(EXERCISE TEXT)

= = = = = = =

The globalist legal agenda by Andrew C. McCarthy On The Court and the World: American Law and the New Global Realities, by Stephen Breyer

http://www.newcriterion.com/articleprint.cfm/The-globalist-legal-agenda-8335

Having annexed Crimea as well as swaths of eastern Ukraine and Georgia, Russian strongman Vladimir Putin casts a menacing eye at the Baltics. His new favorite ally, Iran, violated President Obama’s ballyhooed nuclear arms deal before the ink was dry, testing a new class of intermediate-range ballistic missiles designed to be tipped with the very nuclear warheads the mullahs deny coveting. Meanwhile, China flouts international law by constructing artificial islands to bolster its aggressive South China Sea territorial claims. In Europe, a Middle Eastern diaspora wreaks havoc on the continent, exploiting its generous laws on immigration and travel between countries while overrunning communities with Muslim settlers notoriously resistant to Western assimilation.

Rarely in modern history has the inadequacy of law to manage the jungle that is international relations been more starkly illustrated. Yet, according to the United States Supreme Court Justice Stephen Breyer, it is precisely law, as divined by judges, that can tame our tempestuous times. That the judiciary is the institution least competent and least politically accountable for the task is evidently no more an obstacle than the impotence of law itself.

Appointed to the High Court by President Bill Clinton twenty-one years ago, Justice Breyer has been a stalwart liberal—which is to say, a political “progressive” on a court that is increasingly political. He is refreshing nonetheless, even for those of us who recoil from his ideological bent, for his willingness to depart from the Court’s custom of avoiding public debate. Like his colleague and philosophical counterpart Justice Antonin Scalia, Breyer is a frequent public speaker and occasional author on jurisprudential approaches to contemporary challenges. His newest book is The Court and the World: American Law and the New Global Realities.1

The work has much in common with Active Liberty, Breyer’s offering of a decade ago, which the Hoover Institute scholar Peter Berkowitz perceptively pegged as a rationalization of “judicial willfulness masquerading as judicial deference” to democratic self-determination. The Court and the World is similarly a call for judicial supremacy, this time under the guise of international “interdependence.” The courts are once again pitched as an enabling agent of democratic choice, but on a supra-national scale.

The world, though, is a very undemocratic place—though perhaps no more undemocratic than Supreme Court diktats that remove controversies like abortion and “same-sex marriage” from democratic resolution.

= = = = = = =

(USING THE INFORMATION)
(1) List every person named in the review of Breyer's book.
(2) In the review of Breyer's book, rewrite the passage starting at "The work has" and ending at "a supra-national scale.", with "judicial supremacy" changed to "judicial primacy".
(3) Decide whether each statement agrees with the review of Breyer's book. Answer yes or no, and quote the words of the review that settle it.
(a) Breyer was appointed to the Supreme Court by Bill Clinton.
(b) Iran tested short-range ballistic missiles.
(c) Justice Scalia avoids speaking in public.

(GIVEN INFORMATION)
= = = = = = =

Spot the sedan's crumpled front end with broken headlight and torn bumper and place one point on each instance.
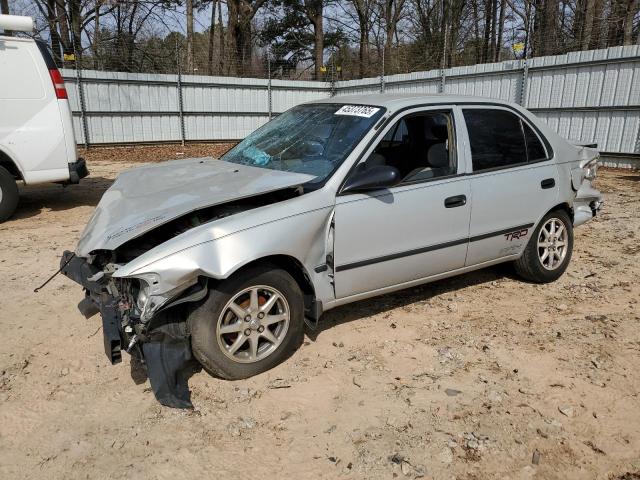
(138, 323)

= = = = = = =

(SOLUTION LIST)
(1) Andrew C. McCarthy, Stephen Breyer, Vladimir Putin, Obama, Bill Clinton, Antonin Scalia, Peter Berkowitz

(2)
The work has much in common with Active Liberty, Breyer’s offering of a decade ago, which the Hoover Institute scholar Peter Berkowitz perceptively pegged as a rationalization of “judicial willfulness masquerading as judicial deference” to democratic self-determination. The Court and the World is similarly a call for judicial primacy, this time under the guise of international “interdependence.” The courts are once again pitched as an enabling agent of democratic choice, but on a supra-national scale.

(3)
(a) Yes: "Appointed to the High Court by President Bill Clinton twenty-one years ago"
(b) No: "testing a new class of intermediate-range ballistic missiles"
(c) No: "Like his colleague and philosophical counterpart Justice Antonin Scalia, Breyer is a frequent public speaker"